■ **DATA EXTRACTS**
------------------------------------------------

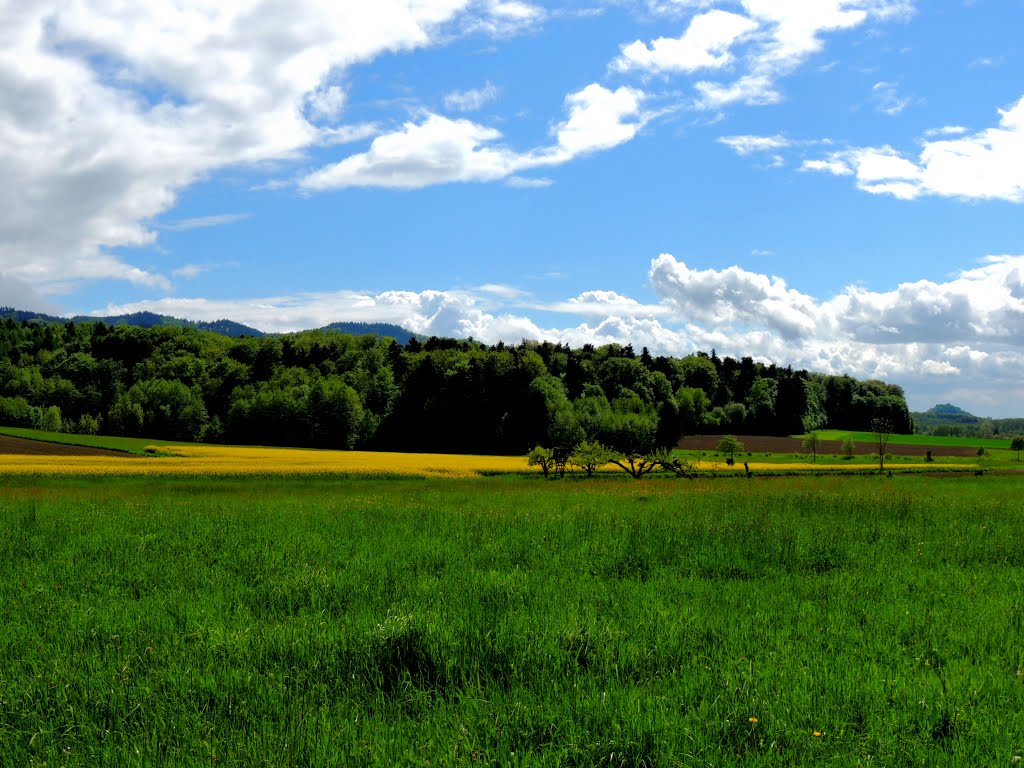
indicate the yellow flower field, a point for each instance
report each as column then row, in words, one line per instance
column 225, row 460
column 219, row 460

------------------------------------------------

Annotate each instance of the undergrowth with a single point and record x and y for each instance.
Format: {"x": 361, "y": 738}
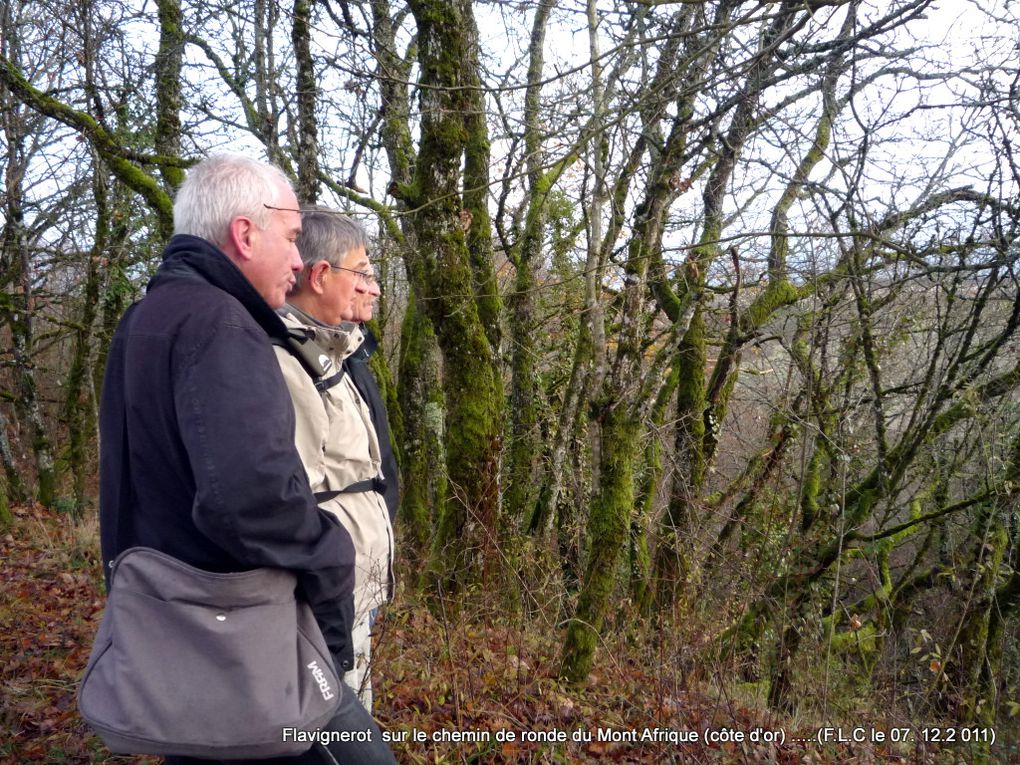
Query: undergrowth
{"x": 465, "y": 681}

------------------------------------------------

■ **WHAT NEEDS TO BE DONE**
Only the lines holding the string "point" are needed; copy each of them from the material above.

■ **WRITTEN SOLUTION**
indicate the yellow flower field, a point for each instance
Annotate each instance of the undergrowth with a single point and record x and y for each instance.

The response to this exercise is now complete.